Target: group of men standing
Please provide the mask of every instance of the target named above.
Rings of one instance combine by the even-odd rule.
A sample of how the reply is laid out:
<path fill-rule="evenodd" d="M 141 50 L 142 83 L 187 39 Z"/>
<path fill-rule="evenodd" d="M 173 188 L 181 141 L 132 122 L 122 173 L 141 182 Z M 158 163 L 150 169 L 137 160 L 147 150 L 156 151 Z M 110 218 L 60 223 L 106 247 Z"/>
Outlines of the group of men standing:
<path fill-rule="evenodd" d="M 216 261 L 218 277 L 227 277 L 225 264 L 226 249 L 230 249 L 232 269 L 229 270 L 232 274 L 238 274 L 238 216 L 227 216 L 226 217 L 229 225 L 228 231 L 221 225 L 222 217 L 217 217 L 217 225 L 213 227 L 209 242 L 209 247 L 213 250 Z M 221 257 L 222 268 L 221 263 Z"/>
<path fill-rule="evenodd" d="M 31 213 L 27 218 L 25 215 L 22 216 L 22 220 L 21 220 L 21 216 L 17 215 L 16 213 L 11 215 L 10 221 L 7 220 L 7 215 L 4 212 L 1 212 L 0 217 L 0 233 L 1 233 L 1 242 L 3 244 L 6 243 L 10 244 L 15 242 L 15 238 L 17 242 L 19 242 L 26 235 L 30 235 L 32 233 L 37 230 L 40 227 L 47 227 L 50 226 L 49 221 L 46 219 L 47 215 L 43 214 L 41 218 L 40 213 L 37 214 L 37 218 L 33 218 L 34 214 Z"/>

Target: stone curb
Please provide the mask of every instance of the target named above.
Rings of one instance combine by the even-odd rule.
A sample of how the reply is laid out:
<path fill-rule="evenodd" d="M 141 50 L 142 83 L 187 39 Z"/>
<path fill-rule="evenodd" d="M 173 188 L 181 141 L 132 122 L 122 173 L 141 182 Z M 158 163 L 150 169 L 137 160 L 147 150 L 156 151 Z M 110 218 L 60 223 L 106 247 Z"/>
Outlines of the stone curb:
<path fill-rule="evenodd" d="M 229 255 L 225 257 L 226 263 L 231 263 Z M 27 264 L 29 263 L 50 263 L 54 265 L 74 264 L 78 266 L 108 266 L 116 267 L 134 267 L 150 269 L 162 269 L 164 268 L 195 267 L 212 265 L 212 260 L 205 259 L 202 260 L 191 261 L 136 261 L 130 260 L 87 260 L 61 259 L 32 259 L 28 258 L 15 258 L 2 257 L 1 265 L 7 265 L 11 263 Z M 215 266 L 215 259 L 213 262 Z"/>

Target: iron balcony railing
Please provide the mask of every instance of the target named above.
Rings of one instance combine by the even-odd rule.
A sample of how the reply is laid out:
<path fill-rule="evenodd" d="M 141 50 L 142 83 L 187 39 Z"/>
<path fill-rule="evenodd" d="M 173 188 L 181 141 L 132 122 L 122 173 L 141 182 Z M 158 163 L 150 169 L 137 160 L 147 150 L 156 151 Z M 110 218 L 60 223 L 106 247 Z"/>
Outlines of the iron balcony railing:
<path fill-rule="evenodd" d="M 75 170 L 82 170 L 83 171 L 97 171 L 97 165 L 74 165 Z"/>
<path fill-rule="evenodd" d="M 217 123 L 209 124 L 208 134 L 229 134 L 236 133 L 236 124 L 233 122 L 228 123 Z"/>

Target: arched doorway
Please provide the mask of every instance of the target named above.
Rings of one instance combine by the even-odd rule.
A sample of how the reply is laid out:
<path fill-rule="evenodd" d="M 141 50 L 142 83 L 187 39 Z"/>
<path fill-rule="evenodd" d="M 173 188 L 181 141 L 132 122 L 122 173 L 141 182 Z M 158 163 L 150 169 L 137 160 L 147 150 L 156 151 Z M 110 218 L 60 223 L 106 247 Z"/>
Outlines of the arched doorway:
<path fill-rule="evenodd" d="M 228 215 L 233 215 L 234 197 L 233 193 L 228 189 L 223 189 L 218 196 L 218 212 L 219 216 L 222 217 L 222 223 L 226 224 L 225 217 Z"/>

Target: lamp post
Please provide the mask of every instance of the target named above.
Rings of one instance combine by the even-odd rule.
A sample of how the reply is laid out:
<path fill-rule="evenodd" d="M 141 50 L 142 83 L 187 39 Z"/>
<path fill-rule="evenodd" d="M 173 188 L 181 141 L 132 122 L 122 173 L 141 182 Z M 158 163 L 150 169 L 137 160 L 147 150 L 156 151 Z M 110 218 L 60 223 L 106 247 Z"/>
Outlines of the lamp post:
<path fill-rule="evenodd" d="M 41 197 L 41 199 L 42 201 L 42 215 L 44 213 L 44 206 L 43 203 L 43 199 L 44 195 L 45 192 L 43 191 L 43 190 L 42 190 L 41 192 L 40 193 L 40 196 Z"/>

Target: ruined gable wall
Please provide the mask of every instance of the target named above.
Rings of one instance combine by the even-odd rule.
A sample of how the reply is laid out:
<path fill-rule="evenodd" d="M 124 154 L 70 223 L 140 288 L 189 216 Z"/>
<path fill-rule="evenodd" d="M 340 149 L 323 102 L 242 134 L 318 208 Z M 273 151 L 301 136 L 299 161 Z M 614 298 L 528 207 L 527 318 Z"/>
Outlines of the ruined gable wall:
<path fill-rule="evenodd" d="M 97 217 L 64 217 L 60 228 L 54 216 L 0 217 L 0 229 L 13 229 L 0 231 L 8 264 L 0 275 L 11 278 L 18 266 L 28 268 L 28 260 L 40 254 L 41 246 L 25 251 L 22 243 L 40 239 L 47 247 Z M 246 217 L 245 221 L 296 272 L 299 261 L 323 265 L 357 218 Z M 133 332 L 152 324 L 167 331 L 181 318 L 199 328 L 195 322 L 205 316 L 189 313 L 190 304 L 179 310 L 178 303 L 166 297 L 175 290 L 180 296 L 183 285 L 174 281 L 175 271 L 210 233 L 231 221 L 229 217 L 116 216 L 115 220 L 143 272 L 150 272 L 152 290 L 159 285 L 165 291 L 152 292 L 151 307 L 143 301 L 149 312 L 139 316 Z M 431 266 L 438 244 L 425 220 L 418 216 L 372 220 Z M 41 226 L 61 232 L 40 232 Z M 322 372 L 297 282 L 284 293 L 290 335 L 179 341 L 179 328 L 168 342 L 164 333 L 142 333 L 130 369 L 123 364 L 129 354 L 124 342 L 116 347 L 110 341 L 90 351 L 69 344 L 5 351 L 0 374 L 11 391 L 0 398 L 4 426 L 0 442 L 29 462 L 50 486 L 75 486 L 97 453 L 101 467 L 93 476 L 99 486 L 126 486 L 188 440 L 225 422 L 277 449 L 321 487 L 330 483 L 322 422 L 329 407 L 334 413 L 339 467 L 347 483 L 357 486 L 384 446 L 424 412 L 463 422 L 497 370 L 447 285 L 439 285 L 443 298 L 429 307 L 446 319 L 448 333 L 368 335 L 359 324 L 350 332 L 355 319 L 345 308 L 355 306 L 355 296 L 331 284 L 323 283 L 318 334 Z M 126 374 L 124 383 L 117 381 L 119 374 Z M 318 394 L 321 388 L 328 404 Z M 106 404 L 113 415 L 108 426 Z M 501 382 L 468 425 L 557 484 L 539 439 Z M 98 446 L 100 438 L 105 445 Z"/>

------------------------------------------------------------

__WHAT IS EXPECTED__.
Update the records, changing each "Please provide" to "Give" and leaving every other line as it is.

__IN RESPONSE__.
Target: group of men standing
Give the mask of every instance of the target named above.
Rings of one instance combine by the even-odd rule.
A sample of how the reply is laid out:
<path fill-rule="evenodd" d="M 141 50 L 142 83 L 187 39 Z"/>
<path fill-rule="evenodd" d="M 173 188 L 181 141 L 132 122 L 122 173 L 141 182 Z M 158 163 L 150 169 L 137 160 L 147 150 L 156 151 Z M 110 218 L 60 223 L 106 247 Z"/>
Outlines of the group of men standing:
<path fill-rule="evenodd" d="M 216 261 L 218 277 L 227 277 L 225 264 L 226 249 L 230 249 L 232 269 L 229 270 L 232 274 L 238 274 L 238 216 L 227 216 L 226 217 L 229 225 L 228 231 L 221 225 L 222 217 L 217 217 L 217 225 L 213 227 L 209 242 L 209 247 L 213 250 Z M 221 257 L 222 268 L 221 263 Z"/>
<path fill-rule="evenodd" d="M 31 213 L 27 218 L 25 215 L 22 216 L 22 220 L 21 220 L 21 216 L 17 215 L 16 213 L 11 215 L 10 221 L 7 220 L 7 215 L 4 212 L 1 212 L 0 217 L 0 233 L 1 233 L 1 242 L 3 244 L 6 243 L 10 244 L 15 242 L 15 238 L 17 242 L 19 242 L 26 235 L 30 235 L 32 233 L 37 230 L 40 227 L 47 227 L 50 226 L 49 221 L 46 219 L 47 215 L 43 214 L 41 218 L 40 213 L 37 214 L 37 218 L 33 218 L 34 214 Z"/>

Target: stone curb
Give the mask of every instance of the target named above.
Rings of one instance combine by the even-odd rule.
A sample of how the reply is laid out:
<path fill-rule="evenodd" d="M 141 50 L 142 83 L 187 39 Z"/>
<path fill-rule="evenodd" d="M 173 188 L 181 141 L 132 122 L 122 173 L 141 182 Z M 158 163 L 150 169 L 137 160 L 147 150 L 156 151 Z M 110 218 L 60 223 L 106 247 Z"/>
Outlines of the stone curb:
<path fill-rule="evenodd" d="M 229 255 L 225 257 L 226 263 L 231 263 Z M 27 264 L 29 263 L 50 263 L 54 265 L 74 264 L 78 266 L 108 266 L 116 267 L 134 267 L 150 269 L 162 269 L 164 268 L 195 267 L 212 265 L 212 260 L 205 259 L 202 260 L 191 261 L 136 261 L 130 260 L 87 260 L 61 259 L 32 259 L 28 258 L 15 258 L 2 257 L 1 265 L 7 265 L 11 263 Z M 215 266 L 215 259 L 213 262 Z"/>

Target: iron balcony railing
Give the mask of every instance of the target named above.
Rings of one instance combine by the even-odd rule.
A sample of how the reply is laid out:
<path fill-rule="evenodd" d="M 141 50 L 142 83 L 187 39 Z"/>
<path fill-rule="evenodd" d="M 173 188 L 181 141 L 132 122 L 122 173 L 141 182 Z M 158 163 L 150 169 L 137 160 L 147 150 L 156 151 Z M 110 218 L 60 223 L 106 247 Z"/>
Outlines of the iron balcony railing:
<path fill-rule="evenodd" d="M 75 170 L 82 170 L 83 171 L 97 171 L 97 165 L 74 165 Z"/>
<path fill-rule="evenodd" d="M 217 123 L 209 124 L 208 134 L 229 134 L 236 133 L 236 124 L 233 122 L 228 123 Z"/>

Target: arched doorway
Give the mask of every instance of the target named above.
Rings of one instance combine by the even-odd rule.
A sample of how the reply is laid out:
<path fill-rule="evenodd" d="M 141 50 L 142 83 L 187 39 Z"/>
<path fill-rule="evenodd" d="M 173 188 L 181 141 L 132 122 L 122 173 L 141 182 Z M 158 163 L 150 169 L 137 160 L 147 150 L 156 151 Z M 110 218 L 60 223 L 106 247 Z"/>
Outlines of the arched doorway:
<path fill-rule="evenodd" d="M 228 215 L 233 215 L 234 197 L 233 193 L 228 189 L 223 189 L 218 196 L 218 212 L 219 216 L 222 217 L 222 223 L 226 224 L 225 217 Z"/>

Target: lamp post
Give the mask of every instance of the target named above.
Rings of one instance combine by the even-odd rule.
A sample of how the reply is laid out:
<path fill-rule="evenodd" d="M 141 50 L 142 83 L 187 39 Z"/>
<path fill-rule="evenodd" d="M 173 188 L 181 141 L 132 122 L 122 173 L 141 182 Z M 158 163 L 150 169 L 137 160 L 147 150 L 156 151 Z M 110 218 L 60 223 L 106 247 Z"/>
Outlines of the lamp post:
<path fill-rule="evenodd" d="M 41 197 L 41 199 L 42 201 L 42 215 L 44 213 L 44 206 L 43 203 L 43 199 L 44 195 L 45 192 L 43 191 L 43 190 L 42 190 L 41 192 L 40 193 L 40 196 Z"/>

Target: ruined gable wall
Give the mask of every instance of the target named above.
Rings of one instance combine by the even-odd rule.
A sample of how the reply is laid out:
<path fill-rule="evenodd" d="M 124 154 L 70 223 L 140 288 L 189 216 Z"/>
<path fill-rule="evenodd" d="M 340 149 L 323 102 L 242 134 L 318 208 Z M 273 151 L 301 136 L 299 161 Z M 614 298 L 528 207 L 527 318 Z"/>
Outlines of the ruined gable wall:
<path fill-rule="evenodd" d="M 97 217 L 64 217 L 60 228 L 54 216 L 0 217 L 0 229 L 13 229 L 0 231 L 8 264 L 0 275 L 11 278 L 18 266 L 28 268 L 28 260 L 40 254 L 41 246 L 25 251 L 22 243 L 40 239 L 47 247 Z M 246 217 L 245 221 L 296 272 L 299 261 L 323 265 L 357 218 Z M 133 332 L 152 324 L 167 331 L 181 318 L 199 328 L 195 322 L 205 316 L 189 313 L 190 304 L 179 310 L 178 303 L 166 297 L 175 290 L 180 296 L 183 285 L 174 281 L 175 271 L 210 233 L 231 221 L 229 217 L 116 216 L 115 220 L 143 272 L 150 272 L 152 290 L 159 285 L 165 291 L 152 292 L 151 307 L 143 301 L 149 312 L 139 316 Z M 431 266 L 438 244 L 425 220 L 418 216 L 372 220 Z M 41 226 L 61 232 L 40 232 Z M 322 372 L 297 282 L 284 293 L 290 335 L 179 341 L 179 328 L 168 342 L 164 333 L 142 333 L 130 369 L 123 364 L 129 354 L 124 342 L 116 347 L 110 341 L 90 351 L 69 344 L 5 351 L 0 374 L 11 391 L 0 398 L 4 426 L 0 442 L 29 462 L 50 486 L 75 486 L 97 453 L 101 467 L 93 476 L 99 486 L 126 486 L 188 440 L 225 422 L 277 449 L 321 487 L 330 483 L 322 422 L 329 407 L 334 413 L 339 467 L 347 483 L 357 486 L 384 446 L 424 412 L 463 422 L 497 370 L 447 285 L 439 285 L 443 298 L 429 307 L 446 319 L 448 333 L 368 335 L 359 324 L 350 332 L 355 319 L 345 308 L 355 306 L 355 296 L 331 284 L 323 283 L 318 334 Z M 126 374 L 124 383 L 117 381 L 119 374 Z M 318 394 L 321 388 L 328 404 Z M 106 404 L 113 415 L 108 426 Z M 501 382 L 468 425 L 557 484 L 539 439 Z M 98 446 L 100 438 L 105 445 Z"/>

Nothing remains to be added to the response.